**SOURCE EXTRACT**
----------

PM wants to unite, but landmines remain
Yesterday was the day that Christopher Luxon became Prime Minister. Or at least yesterday’s speech from the throne and his own speech in reply finally allowed Luxon clear air to promote his own programme for National in government under his leadership, without the surrounding noise of his coalition partners.
It was a relief from even the day before, when the PM volunteered that it was not fair for his Government to face protests from Te Pāti Māori activists and kingitanga-aligned iwi barely two weeks into the job. But that was a function of Luxon having had to share with his coalition parties so far.
Luxon’s platform, outlined clearly yesterday, is tax relief for middle-income earners, investment in infrastructure and extracting better value and performance from public services. That remains the core of the coalition’s policy programme.
But the tone or the vibe of the new coalition was unavoidably set, and the spark for protests lit, by the hostile laundry list of complaints, especially in relation to Māori and Treaty issues, in the NZ First coalition agreement.

----------

**DATA SECTION**
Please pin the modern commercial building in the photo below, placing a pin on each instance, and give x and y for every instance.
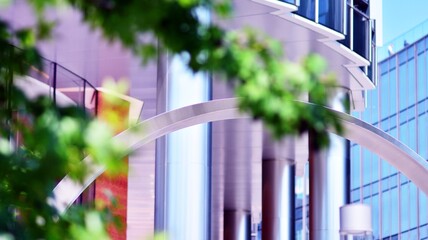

----------

**EXERCISE**
Please reproduce the part of the column on Luxon's government that opens with the words containing "But the tone" and closes with "First coalition agreement.", putting "inventory" wherever "laundry list" appears. The listing is separate material and has no connection to the column on Luxon's government.

**OUTPUT OF THE TASK**
But the tone or the vibe of the new coalition was unavoidably set, and the spark for protests lit, by the hostile inventory of complaints, especially in relation to Māori and Treaty issues, in the NZ First coalition agreement.